Items from a data source
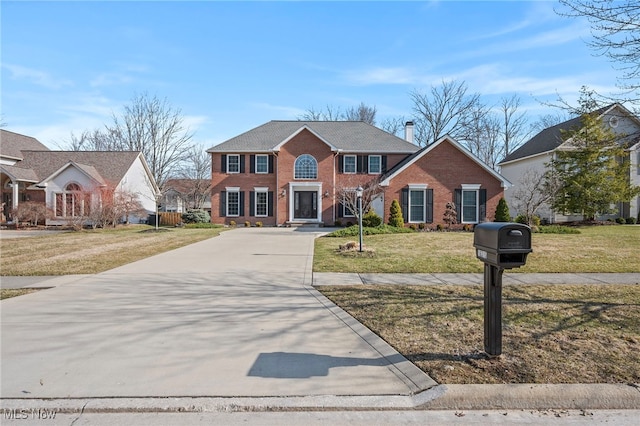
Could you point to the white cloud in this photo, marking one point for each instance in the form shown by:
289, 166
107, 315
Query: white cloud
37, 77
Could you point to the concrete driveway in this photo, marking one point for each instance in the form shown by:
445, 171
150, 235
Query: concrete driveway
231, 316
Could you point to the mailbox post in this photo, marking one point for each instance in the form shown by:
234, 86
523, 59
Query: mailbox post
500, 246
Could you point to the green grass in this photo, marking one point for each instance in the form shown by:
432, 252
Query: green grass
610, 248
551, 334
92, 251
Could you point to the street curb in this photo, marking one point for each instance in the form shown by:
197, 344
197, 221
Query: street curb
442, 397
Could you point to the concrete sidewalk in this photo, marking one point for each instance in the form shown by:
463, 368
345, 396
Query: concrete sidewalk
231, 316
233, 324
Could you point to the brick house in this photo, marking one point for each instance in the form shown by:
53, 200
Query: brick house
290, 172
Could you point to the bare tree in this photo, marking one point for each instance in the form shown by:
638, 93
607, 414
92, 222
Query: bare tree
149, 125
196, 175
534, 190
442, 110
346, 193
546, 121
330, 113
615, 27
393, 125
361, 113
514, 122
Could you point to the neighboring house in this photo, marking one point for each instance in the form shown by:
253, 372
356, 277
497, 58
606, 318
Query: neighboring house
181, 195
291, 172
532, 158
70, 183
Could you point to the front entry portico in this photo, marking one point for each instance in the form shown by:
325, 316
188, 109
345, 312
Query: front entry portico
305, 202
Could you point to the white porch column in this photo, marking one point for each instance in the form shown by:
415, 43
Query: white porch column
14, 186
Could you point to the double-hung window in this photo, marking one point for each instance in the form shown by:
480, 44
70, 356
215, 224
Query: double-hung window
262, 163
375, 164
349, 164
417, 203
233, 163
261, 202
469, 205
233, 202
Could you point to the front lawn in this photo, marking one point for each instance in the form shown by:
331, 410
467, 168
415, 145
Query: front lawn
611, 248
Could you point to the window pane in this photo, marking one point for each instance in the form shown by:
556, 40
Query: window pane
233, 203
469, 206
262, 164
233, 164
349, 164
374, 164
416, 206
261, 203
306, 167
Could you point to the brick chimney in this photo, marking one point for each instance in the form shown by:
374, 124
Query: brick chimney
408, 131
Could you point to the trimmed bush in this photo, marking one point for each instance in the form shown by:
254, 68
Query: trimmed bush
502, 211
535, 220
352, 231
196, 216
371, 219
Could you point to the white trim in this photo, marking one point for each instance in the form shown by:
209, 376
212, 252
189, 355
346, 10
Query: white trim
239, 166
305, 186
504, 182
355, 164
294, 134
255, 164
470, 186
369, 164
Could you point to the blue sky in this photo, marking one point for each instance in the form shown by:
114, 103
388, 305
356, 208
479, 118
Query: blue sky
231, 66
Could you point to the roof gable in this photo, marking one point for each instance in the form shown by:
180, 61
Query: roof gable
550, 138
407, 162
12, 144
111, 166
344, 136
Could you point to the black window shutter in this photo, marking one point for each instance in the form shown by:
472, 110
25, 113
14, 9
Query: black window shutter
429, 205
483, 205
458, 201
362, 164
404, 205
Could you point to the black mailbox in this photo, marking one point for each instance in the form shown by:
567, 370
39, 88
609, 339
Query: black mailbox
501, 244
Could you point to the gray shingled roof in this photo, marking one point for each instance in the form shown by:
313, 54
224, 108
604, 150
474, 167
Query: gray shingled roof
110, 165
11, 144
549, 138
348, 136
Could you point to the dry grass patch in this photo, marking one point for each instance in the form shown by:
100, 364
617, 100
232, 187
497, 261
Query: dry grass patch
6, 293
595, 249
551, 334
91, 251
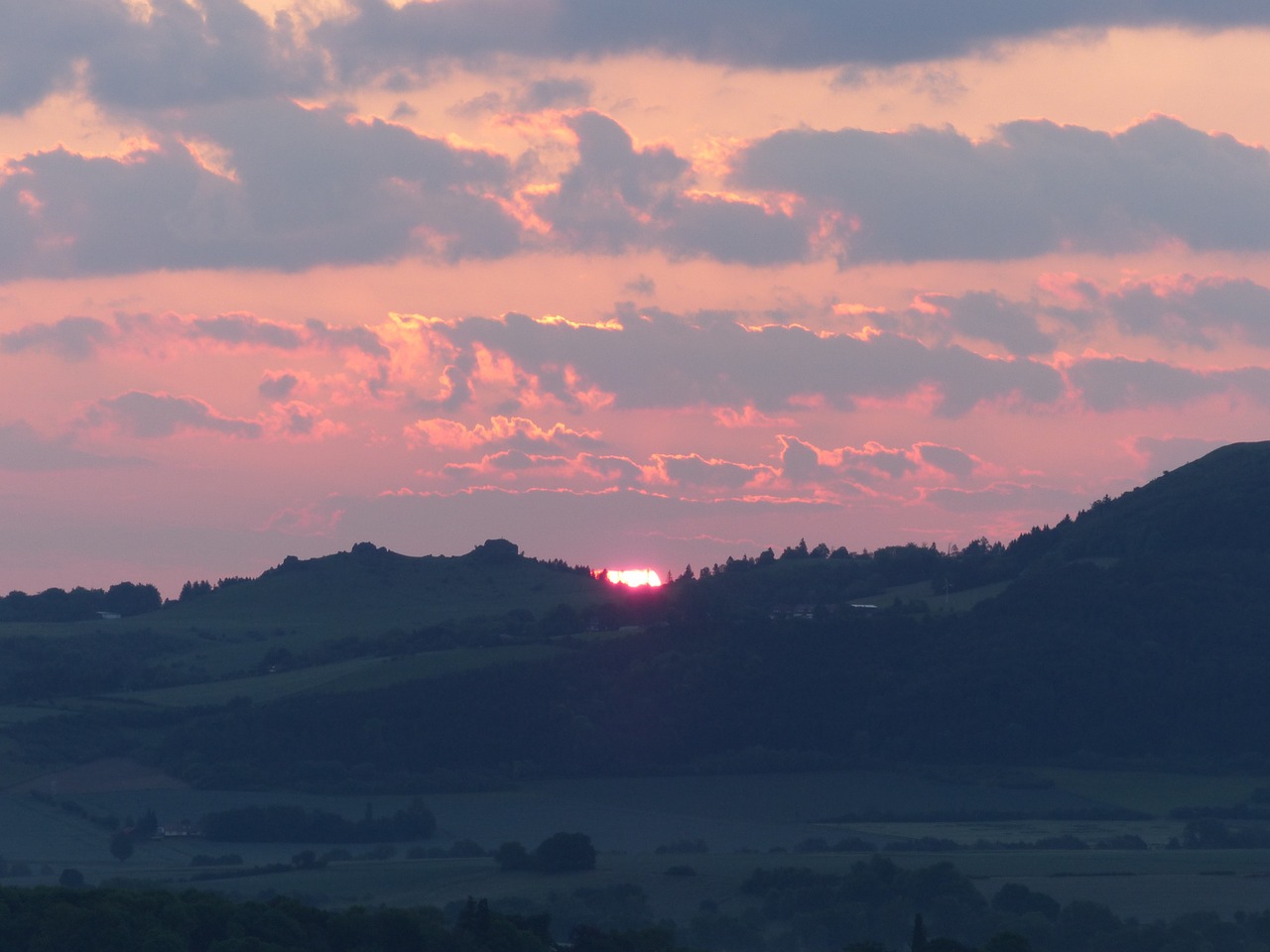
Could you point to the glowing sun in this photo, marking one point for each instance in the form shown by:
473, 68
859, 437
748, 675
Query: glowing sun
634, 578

* * *

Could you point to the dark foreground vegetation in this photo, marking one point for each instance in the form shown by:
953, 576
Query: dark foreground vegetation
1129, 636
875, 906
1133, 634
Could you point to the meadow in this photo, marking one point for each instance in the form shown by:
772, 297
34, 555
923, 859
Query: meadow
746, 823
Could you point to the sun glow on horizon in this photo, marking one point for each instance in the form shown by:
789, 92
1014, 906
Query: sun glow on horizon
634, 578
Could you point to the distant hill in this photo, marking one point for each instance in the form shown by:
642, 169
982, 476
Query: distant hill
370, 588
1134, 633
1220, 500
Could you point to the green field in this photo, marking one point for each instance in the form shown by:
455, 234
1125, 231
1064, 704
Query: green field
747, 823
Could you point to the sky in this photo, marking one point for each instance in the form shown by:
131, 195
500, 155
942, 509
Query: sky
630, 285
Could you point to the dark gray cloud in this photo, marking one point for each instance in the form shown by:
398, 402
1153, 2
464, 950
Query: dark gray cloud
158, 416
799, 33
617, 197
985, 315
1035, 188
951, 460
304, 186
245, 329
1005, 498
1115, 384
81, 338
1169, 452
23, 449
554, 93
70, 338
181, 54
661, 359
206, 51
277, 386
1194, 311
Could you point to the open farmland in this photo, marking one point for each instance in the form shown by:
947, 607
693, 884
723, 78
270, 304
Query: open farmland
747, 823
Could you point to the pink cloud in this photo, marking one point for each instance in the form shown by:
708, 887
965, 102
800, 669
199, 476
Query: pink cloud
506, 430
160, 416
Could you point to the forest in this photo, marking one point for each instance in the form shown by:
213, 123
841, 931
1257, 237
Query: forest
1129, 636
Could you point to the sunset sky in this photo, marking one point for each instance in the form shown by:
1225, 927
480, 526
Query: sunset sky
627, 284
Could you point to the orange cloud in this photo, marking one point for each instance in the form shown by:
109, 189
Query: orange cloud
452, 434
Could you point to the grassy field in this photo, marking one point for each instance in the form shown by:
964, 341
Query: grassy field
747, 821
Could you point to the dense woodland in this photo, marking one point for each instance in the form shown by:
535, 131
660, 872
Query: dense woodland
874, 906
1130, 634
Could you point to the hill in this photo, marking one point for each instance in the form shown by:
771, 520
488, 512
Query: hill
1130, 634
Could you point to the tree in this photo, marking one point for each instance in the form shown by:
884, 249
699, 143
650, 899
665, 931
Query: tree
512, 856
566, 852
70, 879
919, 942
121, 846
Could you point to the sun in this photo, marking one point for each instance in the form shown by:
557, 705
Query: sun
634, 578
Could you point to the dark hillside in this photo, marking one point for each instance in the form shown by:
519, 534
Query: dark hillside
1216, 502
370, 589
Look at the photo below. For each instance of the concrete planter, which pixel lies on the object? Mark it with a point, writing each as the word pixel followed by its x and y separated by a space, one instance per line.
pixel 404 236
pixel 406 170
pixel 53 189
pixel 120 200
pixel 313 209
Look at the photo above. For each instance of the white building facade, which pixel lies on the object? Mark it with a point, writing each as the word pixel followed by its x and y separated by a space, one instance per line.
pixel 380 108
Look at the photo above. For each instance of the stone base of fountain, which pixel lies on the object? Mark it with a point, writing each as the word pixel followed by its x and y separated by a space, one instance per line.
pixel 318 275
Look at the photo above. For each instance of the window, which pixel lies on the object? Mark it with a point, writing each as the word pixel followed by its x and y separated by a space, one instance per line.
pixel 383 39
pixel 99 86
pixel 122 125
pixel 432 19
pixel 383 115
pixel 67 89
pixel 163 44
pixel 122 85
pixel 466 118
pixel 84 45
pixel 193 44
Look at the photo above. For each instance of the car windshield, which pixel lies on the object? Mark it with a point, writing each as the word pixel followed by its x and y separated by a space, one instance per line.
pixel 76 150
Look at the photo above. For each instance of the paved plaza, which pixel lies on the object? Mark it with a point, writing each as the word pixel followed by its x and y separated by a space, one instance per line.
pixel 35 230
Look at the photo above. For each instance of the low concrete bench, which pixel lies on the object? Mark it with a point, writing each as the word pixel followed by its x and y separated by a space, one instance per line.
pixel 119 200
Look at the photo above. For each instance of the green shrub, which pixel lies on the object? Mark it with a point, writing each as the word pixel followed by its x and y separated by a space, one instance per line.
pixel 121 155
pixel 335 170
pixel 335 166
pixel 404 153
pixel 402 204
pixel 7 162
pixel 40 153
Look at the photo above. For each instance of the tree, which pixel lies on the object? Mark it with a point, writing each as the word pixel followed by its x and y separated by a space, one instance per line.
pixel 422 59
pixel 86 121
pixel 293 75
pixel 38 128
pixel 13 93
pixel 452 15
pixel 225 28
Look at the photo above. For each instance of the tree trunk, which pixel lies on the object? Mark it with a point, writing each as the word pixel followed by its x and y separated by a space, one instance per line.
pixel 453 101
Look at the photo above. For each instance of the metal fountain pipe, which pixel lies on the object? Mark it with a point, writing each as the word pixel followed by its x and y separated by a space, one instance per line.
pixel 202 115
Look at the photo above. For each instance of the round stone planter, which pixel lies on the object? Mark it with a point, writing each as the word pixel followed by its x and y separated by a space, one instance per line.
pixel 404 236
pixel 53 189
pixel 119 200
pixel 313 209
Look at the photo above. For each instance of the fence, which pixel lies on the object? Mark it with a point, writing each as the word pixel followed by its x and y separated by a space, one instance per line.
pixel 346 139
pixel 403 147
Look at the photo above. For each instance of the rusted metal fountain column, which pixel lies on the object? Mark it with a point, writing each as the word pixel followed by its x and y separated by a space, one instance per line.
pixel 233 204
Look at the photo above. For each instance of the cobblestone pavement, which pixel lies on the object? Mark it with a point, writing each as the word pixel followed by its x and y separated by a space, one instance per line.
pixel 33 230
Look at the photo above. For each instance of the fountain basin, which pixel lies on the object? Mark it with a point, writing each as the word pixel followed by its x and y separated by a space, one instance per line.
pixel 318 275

--

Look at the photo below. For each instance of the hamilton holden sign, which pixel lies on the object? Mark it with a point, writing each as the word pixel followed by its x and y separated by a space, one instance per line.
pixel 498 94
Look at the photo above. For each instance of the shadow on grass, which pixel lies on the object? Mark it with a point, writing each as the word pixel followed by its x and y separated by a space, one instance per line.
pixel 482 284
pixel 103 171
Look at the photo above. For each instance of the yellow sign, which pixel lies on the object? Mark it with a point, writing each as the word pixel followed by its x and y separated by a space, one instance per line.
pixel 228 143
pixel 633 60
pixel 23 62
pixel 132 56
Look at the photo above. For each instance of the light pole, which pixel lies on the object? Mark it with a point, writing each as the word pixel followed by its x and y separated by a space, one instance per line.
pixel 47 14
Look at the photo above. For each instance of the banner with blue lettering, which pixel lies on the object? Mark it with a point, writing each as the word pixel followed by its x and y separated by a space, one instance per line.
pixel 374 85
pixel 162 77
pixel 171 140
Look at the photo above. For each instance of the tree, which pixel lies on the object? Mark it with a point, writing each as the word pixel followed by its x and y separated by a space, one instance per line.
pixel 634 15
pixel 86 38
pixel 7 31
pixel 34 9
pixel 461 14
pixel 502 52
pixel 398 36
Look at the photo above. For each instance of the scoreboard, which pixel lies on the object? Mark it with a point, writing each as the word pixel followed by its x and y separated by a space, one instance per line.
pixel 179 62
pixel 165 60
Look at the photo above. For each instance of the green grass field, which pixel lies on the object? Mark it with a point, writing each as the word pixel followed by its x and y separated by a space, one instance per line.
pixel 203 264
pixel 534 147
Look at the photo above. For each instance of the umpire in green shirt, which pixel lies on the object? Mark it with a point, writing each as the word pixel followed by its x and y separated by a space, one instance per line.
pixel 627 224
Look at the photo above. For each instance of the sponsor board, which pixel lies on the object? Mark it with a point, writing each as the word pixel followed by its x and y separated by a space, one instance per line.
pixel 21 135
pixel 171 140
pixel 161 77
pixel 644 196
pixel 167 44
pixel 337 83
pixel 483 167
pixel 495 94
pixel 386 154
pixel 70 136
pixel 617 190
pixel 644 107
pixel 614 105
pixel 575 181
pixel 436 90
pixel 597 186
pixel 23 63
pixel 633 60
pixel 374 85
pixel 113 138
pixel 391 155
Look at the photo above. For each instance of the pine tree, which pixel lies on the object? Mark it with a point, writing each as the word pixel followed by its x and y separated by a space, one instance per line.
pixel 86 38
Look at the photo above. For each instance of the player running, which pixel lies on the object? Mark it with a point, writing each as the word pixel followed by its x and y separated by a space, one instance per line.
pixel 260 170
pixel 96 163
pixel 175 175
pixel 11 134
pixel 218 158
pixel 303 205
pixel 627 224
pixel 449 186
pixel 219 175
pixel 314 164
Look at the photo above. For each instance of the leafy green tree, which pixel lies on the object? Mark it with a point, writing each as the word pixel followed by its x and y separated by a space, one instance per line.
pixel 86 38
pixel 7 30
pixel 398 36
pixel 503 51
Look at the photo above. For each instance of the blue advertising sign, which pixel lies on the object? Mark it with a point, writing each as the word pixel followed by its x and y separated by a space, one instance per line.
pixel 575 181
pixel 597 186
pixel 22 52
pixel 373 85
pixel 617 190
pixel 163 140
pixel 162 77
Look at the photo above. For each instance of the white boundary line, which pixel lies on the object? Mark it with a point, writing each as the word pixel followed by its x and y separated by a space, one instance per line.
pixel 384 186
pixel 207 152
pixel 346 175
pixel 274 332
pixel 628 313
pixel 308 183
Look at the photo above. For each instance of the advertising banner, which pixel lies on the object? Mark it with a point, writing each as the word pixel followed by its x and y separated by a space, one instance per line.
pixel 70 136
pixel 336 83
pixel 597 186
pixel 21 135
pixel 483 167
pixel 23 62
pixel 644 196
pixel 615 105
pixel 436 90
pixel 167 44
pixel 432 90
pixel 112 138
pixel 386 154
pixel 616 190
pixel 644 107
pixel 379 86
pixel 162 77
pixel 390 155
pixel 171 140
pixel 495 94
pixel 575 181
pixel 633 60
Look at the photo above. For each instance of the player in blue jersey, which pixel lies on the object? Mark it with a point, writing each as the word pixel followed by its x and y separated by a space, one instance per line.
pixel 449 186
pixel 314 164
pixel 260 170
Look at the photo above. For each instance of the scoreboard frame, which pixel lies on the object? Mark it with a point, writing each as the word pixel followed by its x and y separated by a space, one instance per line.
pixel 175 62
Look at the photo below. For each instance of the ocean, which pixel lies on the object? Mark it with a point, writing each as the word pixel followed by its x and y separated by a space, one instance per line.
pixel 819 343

**Your instructions**
Only one stretch of the records above is wanted: the lines between the one holding "Could you point to the front lawn" and the one holding "Could you point to the gray", inclusive, reproduced exactly.

**Reply to the task**
Could you point to the front lawn in this photo, marking one point for each instance in the form shown by:
331, 410
467, 168
415, 145
Query: front lawn
611, 248
Could you point to the window pane in this photo, marking one point for each instance in the form shown by:
556, 40
Query: window pane
233, 203
469, 206
262, 164
233, 164
349, 164
374, 164
416, 206
261, 203
306, 167
Could you point to the brick chimney in this photo, marking one point for each instance in the form shown by:
374, 124
Query: brick chimney
408, 131
Could you point to the trimmed bush in this photo, marking one point for each instance in the form shown by:
254, 68
Query: trimmed bush
502, 211
535, 220
352, 231
196, 216
371, 219
Could you point to the white trim in this photo, marking one point for each instance in the form shown by:
209, 376
212, 252
189, 355
346, 10
Query: white trim
239, 166
305, 186
504, 182
355, 164
294, 134
255, 164
470, 186
369, 164
Could you point to the blue sky in this photo, marking one point for each instance in the form shown by:
114, 103
388, 305
356, 208
479, 118
Query: blue sky
231, 66
Could you point to the roof gable in this photo, marking one point for each instance in the form shown by:
180, 61
Query: roof gable
550, 138
407, 162
12, 144
111, 166
344, 136
Could you point to the black window shutter in this photo, marking one point for each instance in the form shown by:
472, 110
25, 113
14, 9
Query: black window shutter
429, 205
483, 205
458, 201
362, 164
404, 205
Could you point to the black mailbox in this photo, marking one point for each instance in the form shown by:
567, 370
39, 88
609, 339
Query: black mailbox
501, 244
Could you point to the gray shingled roof in this photo, marking one point for each instance in the form shown by:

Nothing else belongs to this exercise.